— TUJUAN —
Tuliskan lagi dengan persis semua bagian kutipan tentang sastra Indonesia di bawah, mulai dari "Penyair ini hilang" terus sampai ke "dibuatnya bernilai sastra.".

+++ KUTIPAN HALAMAN

Dasar keagamaan pada penyair ini tidak pernah lepas, ia senantiasa ingat akan Tuhan, ia sadar dan kian ikhlas berjuang, katanya dalam sajaknya “Jangan Di kenang”. Sajak-sajaknya yang lain berjudul Aku Kembali Kekasih …….’ Ia melukiskan pertemuannya kembali dengan Tuhan setelah ia mengembara ke mana-mana merasa rindu dan “Selalu Sangsi Atas Cintamu”. Ia kemudian sadar, BETAPA GERANG AKAN JADINYA?, ASAL TAK HINA DISISI TUHAN.
Semua hal yang terkandung dalam puisi itu menyebabkan penyair akhirnya yakin akan kebenaran jalan yang benar, hidup baginya hanyalah mencari ridho ilahi semata.
Penyair ini hilang tak berbekas di tengah-tengah pergolakan perang saudara yang berkecamuk di Sumatera sekitar tahun 1957-1958 (PRRI).
1. Angkatan ‘45
Munculnya Chairil Anwar dalam panggung sejarah sastra Indonesia memberikan sesuatu yang baru. Sajak-sajaknya tidak seperti sajak-sajak Amir Hamzah yang masih mengingatkankta kepada sastra Melayu. Bahsa yang dipeergunakannya ialah bahsa Indonesia yang hidup, berjiwa. Bukan bahasa buku, melainkan bahasa percakapan sehari-hari yang dibuatnya bernilai sastra.

++++++
+++ DATA YANG DIBERIKAN

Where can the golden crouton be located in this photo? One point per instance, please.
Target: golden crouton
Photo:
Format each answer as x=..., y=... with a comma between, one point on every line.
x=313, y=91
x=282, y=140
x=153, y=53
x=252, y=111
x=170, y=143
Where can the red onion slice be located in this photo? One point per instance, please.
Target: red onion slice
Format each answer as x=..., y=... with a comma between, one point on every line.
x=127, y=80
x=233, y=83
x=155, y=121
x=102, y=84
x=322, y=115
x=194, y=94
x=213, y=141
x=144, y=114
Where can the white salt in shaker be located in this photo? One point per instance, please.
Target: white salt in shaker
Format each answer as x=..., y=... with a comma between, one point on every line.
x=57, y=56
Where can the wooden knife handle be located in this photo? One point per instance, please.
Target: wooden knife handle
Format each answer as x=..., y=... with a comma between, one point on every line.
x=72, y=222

++++++

— JAWABAN —
Penyair ini hilang tak berbekas di tengah-tengah pergolakan perang saudara yang berkecamuk di Sumatera sekitar tahun 1957-1958 (PRRI).
1. Angkatan ‘45
Munculnya Chairil Anwar dalam panggung sejarah sastra Indonesia memberikan sesuatu yang baru. Sajak-sajaknya tidak seperti sajak-sajak Amir Hamzah yang masih mengingatkankta kepada sastra Melayu. Bahsa yang dipeergunakannya ialah bahsa Indonesia yang hidup, berjiwa. Bukan bahasa buku, melainkan bahasa percakapan sehari-hari yang dibuatnya bernilai sastra.